[START OF MATERIAL FOR THIS TASK]
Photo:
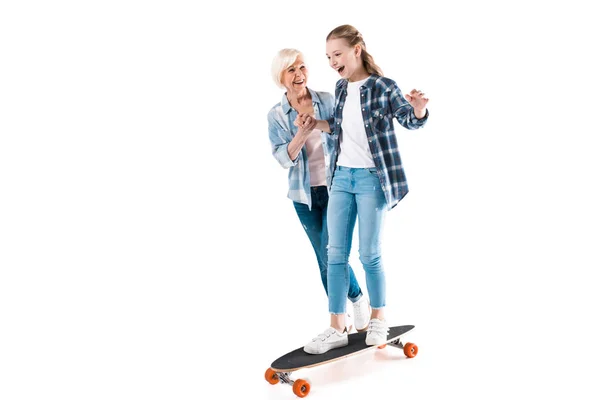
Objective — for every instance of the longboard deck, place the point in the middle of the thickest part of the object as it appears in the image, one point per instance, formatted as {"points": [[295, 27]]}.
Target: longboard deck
{"points": [[298, 358]]}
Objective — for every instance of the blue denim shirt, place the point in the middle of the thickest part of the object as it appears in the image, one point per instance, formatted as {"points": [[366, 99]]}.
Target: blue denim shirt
{"points": [[381, 101], [282, 130]]}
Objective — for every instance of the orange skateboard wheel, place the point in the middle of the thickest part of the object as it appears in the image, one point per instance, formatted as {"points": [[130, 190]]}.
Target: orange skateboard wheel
{"points": [[301, 388], [271, 376], [410, 350]]}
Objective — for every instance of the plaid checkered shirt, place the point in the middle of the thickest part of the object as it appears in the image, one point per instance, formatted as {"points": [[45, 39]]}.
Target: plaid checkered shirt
{"points": [[381, 101]]}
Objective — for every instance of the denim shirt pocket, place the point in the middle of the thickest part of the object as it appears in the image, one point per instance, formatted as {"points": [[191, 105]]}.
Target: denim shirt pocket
{"points": [[380, 119]]}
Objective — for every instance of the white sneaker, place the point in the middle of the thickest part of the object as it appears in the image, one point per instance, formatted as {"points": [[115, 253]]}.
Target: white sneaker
{"points": [[330, 339], [362, 313], [377, 332]]}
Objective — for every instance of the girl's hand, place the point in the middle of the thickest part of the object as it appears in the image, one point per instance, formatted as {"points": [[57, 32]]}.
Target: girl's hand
{"points": [[418, 101]]}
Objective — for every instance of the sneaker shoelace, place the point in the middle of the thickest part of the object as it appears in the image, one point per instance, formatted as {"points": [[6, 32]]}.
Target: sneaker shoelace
{"points": [[377, 327], [323, 336]]}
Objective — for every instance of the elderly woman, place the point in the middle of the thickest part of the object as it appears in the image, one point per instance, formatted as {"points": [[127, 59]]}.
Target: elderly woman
{"points": [[309, 154]]}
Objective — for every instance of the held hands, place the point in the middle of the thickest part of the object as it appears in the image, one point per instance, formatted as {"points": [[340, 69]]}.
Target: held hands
{"points": [[418, 101], [305, 123]]}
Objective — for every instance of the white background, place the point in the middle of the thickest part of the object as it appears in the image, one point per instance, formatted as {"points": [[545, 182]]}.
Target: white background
{"points": [[147, 247]]}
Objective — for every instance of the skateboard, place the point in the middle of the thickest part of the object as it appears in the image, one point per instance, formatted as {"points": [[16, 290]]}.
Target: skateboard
{"points": [[282, 368]]}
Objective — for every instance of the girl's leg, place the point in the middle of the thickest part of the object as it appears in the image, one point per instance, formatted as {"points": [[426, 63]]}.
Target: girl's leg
{"points": [[371, 209]]}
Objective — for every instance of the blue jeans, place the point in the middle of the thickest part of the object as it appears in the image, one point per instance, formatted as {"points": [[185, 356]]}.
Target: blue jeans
{"points": [[355, 192], [315, 226]]}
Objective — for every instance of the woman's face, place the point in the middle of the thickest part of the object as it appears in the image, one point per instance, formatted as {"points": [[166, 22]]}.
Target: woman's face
{"points": [[343, 58], [294, 78]]}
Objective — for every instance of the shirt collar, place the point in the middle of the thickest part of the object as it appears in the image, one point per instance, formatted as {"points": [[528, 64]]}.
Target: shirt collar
{"points": [[285, 104], [370, 82]]}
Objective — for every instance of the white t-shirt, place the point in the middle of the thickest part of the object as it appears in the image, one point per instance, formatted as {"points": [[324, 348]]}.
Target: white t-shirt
{"points": [[316, 159], [354, 145]]}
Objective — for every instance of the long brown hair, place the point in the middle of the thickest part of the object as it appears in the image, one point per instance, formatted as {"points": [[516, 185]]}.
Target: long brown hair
{"points": [[353, 37]]}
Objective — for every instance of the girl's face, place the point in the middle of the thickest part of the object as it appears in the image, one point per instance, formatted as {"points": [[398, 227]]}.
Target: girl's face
{"points": [[295, 76], [344, 59]]}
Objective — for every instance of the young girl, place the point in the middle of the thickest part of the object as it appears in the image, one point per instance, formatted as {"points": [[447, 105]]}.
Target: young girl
{"points": [[368, 178]]}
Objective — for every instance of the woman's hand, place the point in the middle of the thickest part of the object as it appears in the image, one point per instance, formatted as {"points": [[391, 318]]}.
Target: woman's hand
{"points": [[418, 101], [305, 123]]}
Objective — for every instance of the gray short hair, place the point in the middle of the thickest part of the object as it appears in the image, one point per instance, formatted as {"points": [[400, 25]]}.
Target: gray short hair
{"points": [[283, 59]]}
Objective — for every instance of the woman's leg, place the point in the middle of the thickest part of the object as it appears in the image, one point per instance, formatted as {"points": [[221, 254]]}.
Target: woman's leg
{"points": [[312, 221]]}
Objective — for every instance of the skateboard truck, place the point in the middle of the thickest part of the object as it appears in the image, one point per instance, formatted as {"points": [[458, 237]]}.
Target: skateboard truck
{"points": [[301, 387], [282, 368]]}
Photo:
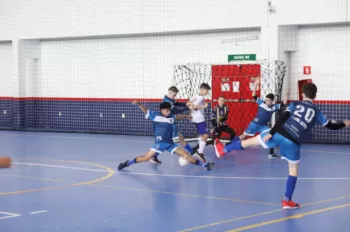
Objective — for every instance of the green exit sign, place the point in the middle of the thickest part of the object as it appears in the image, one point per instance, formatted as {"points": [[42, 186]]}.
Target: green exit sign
{"points": [[241, 57]]}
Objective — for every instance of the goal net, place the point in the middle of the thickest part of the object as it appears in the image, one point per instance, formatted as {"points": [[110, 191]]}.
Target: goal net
{"points": [[235, 82]]}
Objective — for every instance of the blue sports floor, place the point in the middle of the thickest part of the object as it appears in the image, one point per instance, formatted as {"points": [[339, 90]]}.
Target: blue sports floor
{"points": [[68, 182]]}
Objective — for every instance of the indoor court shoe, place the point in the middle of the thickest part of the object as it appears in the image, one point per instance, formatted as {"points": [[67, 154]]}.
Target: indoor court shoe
{"points": [[200, 156], [123, 165], [219, 148], [289, 205], [209, 165], [155, 160], [274, 156]]}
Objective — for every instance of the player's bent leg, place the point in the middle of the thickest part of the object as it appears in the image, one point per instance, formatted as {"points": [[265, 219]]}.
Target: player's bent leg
{"points": [[202, 140], [287, 203], [221, 149], [242, 136], [181, 152], [155, 159], [139, 159], [184, 144], [273, 155]]}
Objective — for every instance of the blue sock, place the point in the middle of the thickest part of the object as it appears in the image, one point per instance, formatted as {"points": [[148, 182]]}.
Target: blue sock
{"points": [[233, 146], [157, 154], [236, 138], [188, 148], [133, 161], [200, 163], [291, 182]]}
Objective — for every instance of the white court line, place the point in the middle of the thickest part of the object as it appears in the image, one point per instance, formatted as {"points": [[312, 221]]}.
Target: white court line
{"points": [[9, 215], [234, 177], [61, 166], [37, 212], [72, 137], [186, 176]]}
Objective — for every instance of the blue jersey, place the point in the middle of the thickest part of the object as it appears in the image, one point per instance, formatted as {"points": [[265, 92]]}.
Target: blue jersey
{"points": [[175, 105], [162, 126], [304, 116], [265, 112]]}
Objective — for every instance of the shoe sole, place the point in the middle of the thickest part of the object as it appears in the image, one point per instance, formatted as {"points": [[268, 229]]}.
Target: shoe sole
{"points": [[289, 208], [200, 158], [155, 162], [274, 157], [217, 152]]}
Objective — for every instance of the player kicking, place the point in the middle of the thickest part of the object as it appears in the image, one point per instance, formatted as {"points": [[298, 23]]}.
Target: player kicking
{"points": [[163, 131], [176, 108], [197, 105], [218, 122], [265, 112], [299, 118]]}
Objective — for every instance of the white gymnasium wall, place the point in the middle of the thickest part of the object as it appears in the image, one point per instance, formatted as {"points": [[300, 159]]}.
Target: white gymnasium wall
{"points": [[327, 50], [292, 12], [66, 18], [6, 69], [129, 67]]}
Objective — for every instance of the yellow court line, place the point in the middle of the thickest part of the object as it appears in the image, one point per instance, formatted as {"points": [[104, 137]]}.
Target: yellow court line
{"points": [[148, 190], [188, 195], [259, 214], [324, 201], [108, 175], [34, 178], [296, 216], [230, 220]]}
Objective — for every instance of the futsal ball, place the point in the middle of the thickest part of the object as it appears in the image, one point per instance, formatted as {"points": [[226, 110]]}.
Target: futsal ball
{"points": [[183, 162], [5, 162]]}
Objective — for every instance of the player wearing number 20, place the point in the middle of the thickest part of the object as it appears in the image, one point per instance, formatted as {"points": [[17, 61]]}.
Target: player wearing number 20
{"points": [[299, 118]]}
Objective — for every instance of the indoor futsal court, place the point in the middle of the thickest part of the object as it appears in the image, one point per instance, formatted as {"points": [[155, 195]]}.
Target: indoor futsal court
{"points": [[174, 116], [76, 187]]}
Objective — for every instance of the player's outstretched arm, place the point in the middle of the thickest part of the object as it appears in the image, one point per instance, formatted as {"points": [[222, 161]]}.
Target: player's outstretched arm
{"points": [[337, 125], [256, 83], [278, 124], [180, 117], [201, 107], [142, 107]]}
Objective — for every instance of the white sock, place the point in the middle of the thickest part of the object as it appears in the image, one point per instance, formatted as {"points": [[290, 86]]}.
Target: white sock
{"points": [[201, 146]]}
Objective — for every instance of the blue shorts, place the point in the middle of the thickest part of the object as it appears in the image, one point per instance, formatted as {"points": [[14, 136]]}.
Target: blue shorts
{"points": [[289, 150], [161, 147], [254, 128], [202, 128], [175, 131]]}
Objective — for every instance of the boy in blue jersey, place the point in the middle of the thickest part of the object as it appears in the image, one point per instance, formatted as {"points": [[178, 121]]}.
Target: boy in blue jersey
{"points": [[299, 118], [176, 108], [163, 133], [261, 120]]}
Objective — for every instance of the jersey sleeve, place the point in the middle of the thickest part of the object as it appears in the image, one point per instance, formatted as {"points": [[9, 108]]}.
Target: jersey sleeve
{"points": [[321, 119], [291, 107], [277, 107], [213, 113], [198, 100], [173, 116], [151, 115], [259, 101]]}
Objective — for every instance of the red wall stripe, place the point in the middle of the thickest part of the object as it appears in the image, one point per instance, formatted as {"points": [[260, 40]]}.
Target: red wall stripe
{"points": [[326, 102]]}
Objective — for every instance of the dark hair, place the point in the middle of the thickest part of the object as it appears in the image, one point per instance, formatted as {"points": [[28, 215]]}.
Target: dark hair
{"points": [[310, 90], [164, 105], [271, 96], [173, 89], [204, 86]]}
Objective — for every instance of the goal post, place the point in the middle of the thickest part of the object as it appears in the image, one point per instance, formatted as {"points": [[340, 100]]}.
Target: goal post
{"points": [[235, 82]]}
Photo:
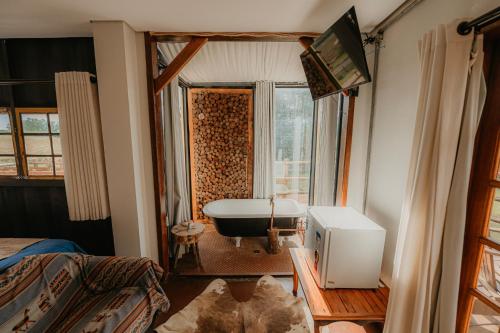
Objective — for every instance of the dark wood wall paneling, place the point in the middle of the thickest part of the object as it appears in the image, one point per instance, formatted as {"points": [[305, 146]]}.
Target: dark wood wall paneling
{"points": [[38, 208]]}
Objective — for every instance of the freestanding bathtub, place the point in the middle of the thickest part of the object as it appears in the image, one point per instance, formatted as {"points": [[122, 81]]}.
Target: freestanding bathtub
{"points": [[250, 217]]}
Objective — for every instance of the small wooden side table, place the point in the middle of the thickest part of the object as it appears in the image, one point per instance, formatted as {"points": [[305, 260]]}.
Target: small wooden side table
{"points": [[332, 305], [189, 238]]}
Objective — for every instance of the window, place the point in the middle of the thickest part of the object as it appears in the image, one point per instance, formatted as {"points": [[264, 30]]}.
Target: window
{"points": [[8, 165], [479, 295], [293, 130], [39, 140]]}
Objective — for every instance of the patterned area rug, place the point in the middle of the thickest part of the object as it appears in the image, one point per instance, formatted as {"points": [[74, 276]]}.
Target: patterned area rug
{"points": [[271, 309], [220, 257]]}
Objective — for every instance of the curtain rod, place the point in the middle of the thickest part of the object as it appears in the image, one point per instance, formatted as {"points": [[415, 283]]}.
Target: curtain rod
{"points": [[15, 82], [488, 18]]}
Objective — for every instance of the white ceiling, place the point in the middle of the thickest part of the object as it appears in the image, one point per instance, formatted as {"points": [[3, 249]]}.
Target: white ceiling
{"points": [[65, 18]]}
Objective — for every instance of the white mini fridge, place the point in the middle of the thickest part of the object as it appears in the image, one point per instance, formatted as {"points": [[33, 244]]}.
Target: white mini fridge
{"points": [[344, 248]]}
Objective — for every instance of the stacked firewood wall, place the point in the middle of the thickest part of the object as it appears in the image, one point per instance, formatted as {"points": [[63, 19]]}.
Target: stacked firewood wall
{"points": [[221, 127]]}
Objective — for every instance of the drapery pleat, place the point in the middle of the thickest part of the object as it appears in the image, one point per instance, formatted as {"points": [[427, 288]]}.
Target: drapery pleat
{"points": [[430, 239], [264, 140], [176, 177], [325, 151], [82, 147]]}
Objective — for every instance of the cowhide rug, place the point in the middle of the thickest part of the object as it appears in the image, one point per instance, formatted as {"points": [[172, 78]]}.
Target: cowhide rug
{"points": [[270, 310]]}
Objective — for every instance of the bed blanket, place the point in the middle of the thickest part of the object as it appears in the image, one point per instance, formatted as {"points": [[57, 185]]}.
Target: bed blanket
{"points": [[74, 292], [40, 247]]}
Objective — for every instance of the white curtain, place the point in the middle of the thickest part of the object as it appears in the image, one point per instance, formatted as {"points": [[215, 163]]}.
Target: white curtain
{"points": [[241, 62], [263, 140], [325, 151], [82, 147], [426, 273], [176, 176]]}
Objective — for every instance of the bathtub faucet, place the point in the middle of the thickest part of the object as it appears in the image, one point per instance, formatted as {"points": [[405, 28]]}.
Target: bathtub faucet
{"points": [[272, 202]]}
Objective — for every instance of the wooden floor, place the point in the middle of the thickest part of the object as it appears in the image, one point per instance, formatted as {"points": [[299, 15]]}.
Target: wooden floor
{"points": [[182, 290]]}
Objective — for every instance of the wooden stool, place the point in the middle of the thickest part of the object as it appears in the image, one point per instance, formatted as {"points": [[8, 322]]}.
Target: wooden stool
{"points": [[342, 327], [189, 238]]}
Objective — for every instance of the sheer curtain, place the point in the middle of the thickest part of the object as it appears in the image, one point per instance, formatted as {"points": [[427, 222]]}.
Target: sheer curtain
{"points": [[264, 140], [176, 176], [426, 273], [325, 151], [82, 147]]}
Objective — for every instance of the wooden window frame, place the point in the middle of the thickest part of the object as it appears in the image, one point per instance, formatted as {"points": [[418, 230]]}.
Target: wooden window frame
{"points": [[13, 137], [20, 134], [483, 182]]}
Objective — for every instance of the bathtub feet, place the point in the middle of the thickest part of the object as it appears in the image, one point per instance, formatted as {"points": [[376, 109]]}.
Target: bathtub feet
{"points": [[237, 241]]}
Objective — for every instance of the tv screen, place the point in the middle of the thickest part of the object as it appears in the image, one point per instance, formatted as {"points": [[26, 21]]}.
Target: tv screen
{"points": [[336, 60]]}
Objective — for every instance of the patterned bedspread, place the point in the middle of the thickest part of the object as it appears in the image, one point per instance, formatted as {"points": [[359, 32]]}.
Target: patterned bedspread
{"points": [[73, 292]]}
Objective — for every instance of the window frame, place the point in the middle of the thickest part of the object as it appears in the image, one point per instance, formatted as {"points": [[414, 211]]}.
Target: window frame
{"points": [[482, 186], [13, 135], [22, 155], [281, 85]]}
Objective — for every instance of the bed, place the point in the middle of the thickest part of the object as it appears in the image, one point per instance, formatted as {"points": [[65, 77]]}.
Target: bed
{"points": [[13, 250], [45, 290]]}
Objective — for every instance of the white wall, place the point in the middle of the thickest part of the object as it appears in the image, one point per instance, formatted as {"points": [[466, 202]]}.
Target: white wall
{"points": [[396, 96], [121, 71]]}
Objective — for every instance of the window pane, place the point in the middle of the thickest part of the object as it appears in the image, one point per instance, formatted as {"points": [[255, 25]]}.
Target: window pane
{"points": [[59, 166], [5, 123], [6, 144], [293, 125], [40, 166], [37, 145], [56, 144], [483, 319], [54, 122], [35, 123], [489, 275], [494, 233], [8, 166]]}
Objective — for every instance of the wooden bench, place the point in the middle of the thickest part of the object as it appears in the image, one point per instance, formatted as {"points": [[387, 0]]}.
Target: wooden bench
{"points": [[331, 305]]}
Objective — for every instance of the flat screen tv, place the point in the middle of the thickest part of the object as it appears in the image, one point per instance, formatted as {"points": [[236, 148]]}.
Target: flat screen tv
{"points": [[336, 60]]}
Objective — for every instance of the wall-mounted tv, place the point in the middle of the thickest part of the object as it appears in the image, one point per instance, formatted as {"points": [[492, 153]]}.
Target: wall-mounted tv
{"points": [[336, 60]]}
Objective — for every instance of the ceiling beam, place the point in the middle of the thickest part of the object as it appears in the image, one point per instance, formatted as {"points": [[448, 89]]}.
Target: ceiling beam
{"points": [[233, 36], [181, 60], [306, 41]]}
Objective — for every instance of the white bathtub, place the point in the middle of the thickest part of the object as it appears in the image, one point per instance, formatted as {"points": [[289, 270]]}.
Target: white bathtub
{"points": [[250, 217]]}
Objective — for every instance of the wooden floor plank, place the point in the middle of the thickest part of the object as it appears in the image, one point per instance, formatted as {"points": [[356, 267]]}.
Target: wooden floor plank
{"points": [[339, 304]]}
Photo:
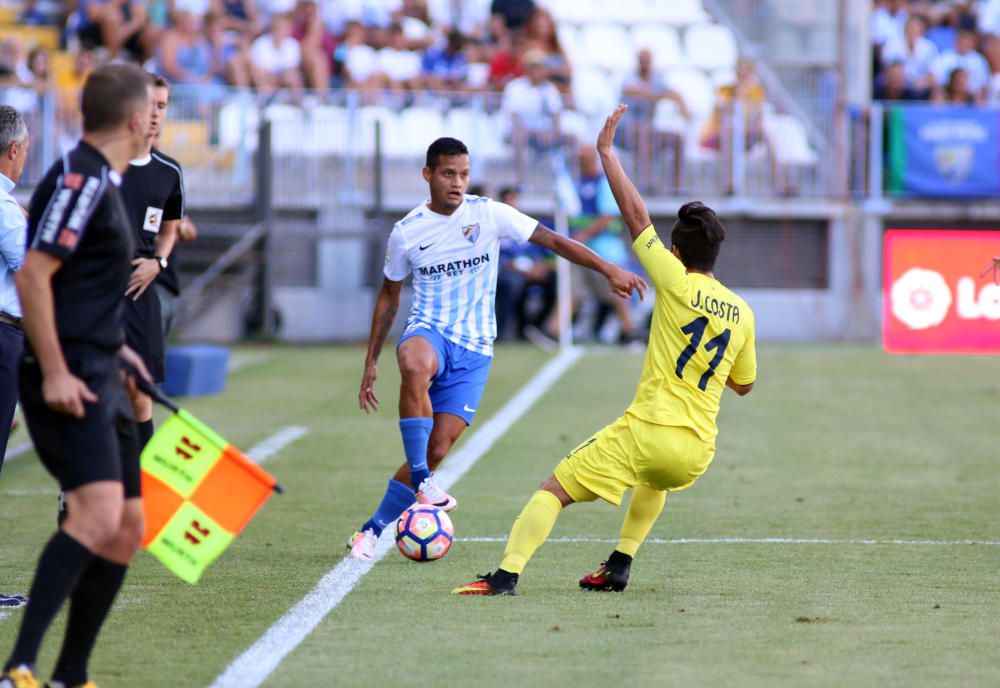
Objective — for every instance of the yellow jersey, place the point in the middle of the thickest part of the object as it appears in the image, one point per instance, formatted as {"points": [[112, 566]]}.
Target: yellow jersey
{"points": [[702, 334]]}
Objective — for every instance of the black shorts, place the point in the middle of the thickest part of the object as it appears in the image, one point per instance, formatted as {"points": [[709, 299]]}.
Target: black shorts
{"points": [[144, 330], [102, 445]]}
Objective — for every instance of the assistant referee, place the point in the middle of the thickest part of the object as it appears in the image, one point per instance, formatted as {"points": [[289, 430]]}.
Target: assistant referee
{"points": [[70, 286], [153, 192]]}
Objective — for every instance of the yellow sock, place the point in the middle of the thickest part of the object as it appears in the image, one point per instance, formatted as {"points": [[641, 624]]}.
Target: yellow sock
{"points": [[530, 530], [643, 510]]}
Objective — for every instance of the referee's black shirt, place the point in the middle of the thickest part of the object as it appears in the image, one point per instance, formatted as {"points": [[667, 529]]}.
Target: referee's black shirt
{"points": [[153, 191], [77, 215]]}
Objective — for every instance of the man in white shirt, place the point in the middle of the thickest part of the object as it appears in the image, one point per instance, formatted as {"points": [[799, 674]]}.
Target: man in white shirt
{"points": [[533, 104], [400, 65], [276, 58], [451, 245], [917, 53], [14, 144], [966, 57]]}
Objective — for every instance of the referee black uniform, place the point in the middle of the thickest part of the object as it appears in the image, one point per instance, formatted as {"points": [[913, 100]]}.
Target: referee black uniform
{"points": [[153, 192], [78, 216]]}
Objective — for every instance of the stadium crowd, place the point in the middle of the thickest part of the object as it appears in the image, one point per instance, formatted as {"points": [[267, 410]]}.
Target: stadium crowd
{"points": [[945, 51]]}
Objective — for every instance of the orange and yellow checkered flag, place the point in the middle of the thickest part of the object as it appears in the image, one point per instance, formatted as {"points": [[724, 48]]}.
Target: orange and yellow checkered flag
{"points": [[199, 492]]}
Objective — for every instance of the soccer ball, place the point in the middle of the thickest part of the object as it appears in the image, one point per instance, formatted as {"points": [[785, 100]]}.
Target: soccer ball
{"points": [[424, 533]]}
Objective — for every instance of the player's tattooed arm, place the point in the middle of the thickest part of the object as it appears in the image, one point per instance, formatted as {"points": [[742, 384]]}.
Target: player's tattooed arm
{"points": [[386, 307], [630, 202], [622, 282]]}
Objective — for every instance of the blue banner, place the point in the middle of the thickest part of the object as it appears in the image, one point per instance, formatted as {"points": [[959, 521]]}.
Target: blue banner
{"points": [[944, 151]]}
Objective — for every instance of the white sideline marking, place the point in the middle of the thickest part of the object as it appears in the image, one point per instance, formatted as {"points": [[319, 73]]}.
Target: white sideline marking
{"points": [[18, 450], [256, 663], [267, 448], [757, 541], [29, 492], [239, 361]]}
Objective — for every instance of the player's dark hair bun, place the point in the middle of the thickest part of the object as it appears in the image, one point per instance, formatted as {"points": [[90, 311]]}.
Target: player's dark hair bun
{"points": [[698, 234], [698, 215]]}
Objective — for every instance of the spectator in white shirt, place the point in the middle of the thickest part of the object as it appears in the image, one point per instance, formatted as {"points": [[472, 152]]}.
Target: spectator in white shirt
{"points": [[992, 51], [400, 67], [276, 59], [964, 56], [916, 52], [533, 104], [989, 17], [356, 60], [888, 21]]}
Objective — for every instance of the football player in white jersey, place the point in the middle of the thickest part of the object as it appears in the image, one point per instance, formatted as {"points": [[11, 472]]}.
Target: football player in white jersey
{"points": [[450, 244]]}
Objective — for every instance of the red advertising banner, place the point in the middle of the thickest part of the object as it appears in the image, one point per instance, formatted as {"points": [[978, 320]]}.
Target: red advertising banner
{"points": [[933, 298]]}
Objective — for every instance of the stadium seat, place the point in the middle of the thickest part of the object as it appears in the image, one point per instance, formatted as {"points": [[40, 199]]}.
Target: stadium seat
{"points": [[418, 127], [662, 40], [695, 88], [594, 91], [288, 124], [575, 11], [329, 131], [710, 46], [363, 139], [668, 119], [788, 140], [238, 122], [187, 141], [606, 45], [478, 130], [677, 12], [31, 36]]}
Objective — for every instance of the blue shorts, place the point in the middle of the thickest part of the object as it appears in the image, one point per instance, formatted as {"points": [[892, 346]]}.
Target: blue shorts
{"points": [[460, 381]]}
[END OF MATERIAL FOR THIS TASK]
▶ **SHORT PROBLEM**: In the records above, return only the line that contains "Objective — for every instance of the spectator" and every line after it through the last, exactly as they appear.

▶ **FINAL RESULT**:
Objective — for every instance of the spectator in white shirt, place the point in the middle of the thickest part of the object as it appears in the image, one point per instance, formatted as {"points": [[472, 152]]}.
Target: spectator in white shirt
{"points": [[992, 51], [400, 67], [276, 59], [964, 56], [916, 52], [533, 104], [989, 17], [356, 60], [888, 21]]}
Objective — for every instance of the football player in white jersey, place the point in the middle of the thickest part of the object as it appears in the image, one point per instance, formatted as {"points": [[11, 472]]}.
Target: football player in white jersey
{"points": [[450, 244]]}
Objective — for every instance of the red advertising banner, place the point in the middle of the thickest part of the object as it appears in the image, one point per instance, formatted as {"points": [[978, 320]]}.
Target: red advertising banner
{"points": [[933, 298]]}
Objective — for every instance of the stadium seat, place the point in the middle of the thickest part of the object as it appears in the image, one point per instance, formatted as {"points": [[40, 199]]}.
Target: stadium seat
{"points": [[418, 127], [662, 40], [695, 88], [594, 91], [288, 124], [575, 11], [329, 131], [710, 46], [363, 139], [668, 119], [788, 140], [238, 122], [187, 141], [606, 45], [478, 130], [677, 12], [31, 36]]}
Objective — for every instance of the blue shorts, place the point in the middle of the thickest part of the object as it appears in the image, one point per instance, formatted as {"points": [[892, 346]]}.
Target: blue shorts
{"points": [[460, 381]]}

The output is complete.